The Las Vegas Nurses Strike and Hospital-Acquired Infection

In Las Vegas, the SEIU nurses were recently locked out during contract negotiations (they're back to work now). The nurses don't want pay increases or better benefits, but a lower patient-to-nurse ratio. Universal Health Services, the for-profit hospital chain, claims the nurses are trying to expand the union membership. The nurses claim that they simply want to improve patient care. Regardless of the motives involved, there is one indisputable fact: having fewer patients per nurse decreases the likelihood that a patient will become infected while in the hospital.

I've blogged about nosocomial (hospital-acquired) infections before, but for those of you who are new to these parts, nosocomial bacterial infections kill at least 90,000 people in the U.S. annually (and that number is probably low). To put that figure in perspective, AIDS/HIV kills around 17,000 annually in the U.S., and breast cancer kills roughly 40,000 per year. That's right: five times as many people die from nosocomial bacterial infections as die from HIV. For every breast cancer death, there are two nosocomial infection deaths. And a major source of the antibiotic resistance problem is nosocomial infections: the fewer infections that need to be treated, the less antibiotics are used, reducing the selective pressure for antibiotic resistant bacterial strains.

**EXTRACTED INFORMATION**
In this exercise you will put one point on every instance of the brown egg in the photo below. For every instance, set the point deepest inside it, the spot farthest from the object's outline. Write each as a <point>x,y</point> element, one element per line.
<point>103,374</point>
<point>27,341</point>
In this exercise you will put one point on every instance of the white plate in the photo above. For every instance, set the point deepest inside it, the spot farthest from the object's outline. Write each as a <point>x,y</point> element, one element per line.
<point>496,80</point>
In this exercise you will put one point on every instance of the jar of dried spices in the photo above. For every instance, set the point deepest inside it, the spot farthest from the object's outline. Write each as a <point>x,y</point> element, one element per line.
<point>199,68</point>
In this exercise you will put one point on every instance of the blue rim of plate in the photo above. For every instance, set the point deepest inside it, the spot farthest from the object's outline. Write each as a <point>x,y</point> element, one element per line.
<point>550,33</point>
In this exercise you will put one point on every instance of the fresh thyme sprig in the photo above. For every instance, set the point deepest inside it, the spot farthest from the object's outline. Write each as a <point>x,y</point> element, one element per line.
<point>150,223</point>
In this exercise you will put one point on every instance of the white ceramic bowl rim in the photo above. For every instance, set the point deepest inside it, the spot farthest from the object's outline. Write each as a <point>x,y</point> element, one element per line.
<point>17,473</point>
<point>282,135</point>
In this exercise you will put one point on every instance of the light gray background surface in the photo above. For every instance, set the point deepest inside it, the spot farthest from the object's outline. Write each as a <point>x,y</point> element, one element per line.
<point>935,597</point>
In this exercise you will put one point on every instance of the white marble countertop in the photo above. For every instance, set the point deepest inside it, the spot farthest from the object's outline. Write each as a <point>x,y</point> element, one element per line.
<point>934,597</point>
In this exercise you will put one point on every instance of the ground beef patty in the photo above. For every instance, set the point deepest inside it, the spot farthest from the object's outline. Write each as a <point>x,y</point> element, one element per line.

**TASK GOAL**
Carry on the article about the Las Vegas nurses strike and hospital-acquired infection, starting after its final sentence.

**ANSWER TO THIS PROBLEM**
UHS' policy ultimately stems from the externalization of the costs of crappy healthcare to insurers--if the hospitals bore the consequences of lousy care, including nosocomial infections, rather than shunting them off on the insurers (or Medicare and Medicaid), UHS would have an incentive to decrease the patient-to-nurse ratio.

One more reason why we need universal and national healthcare.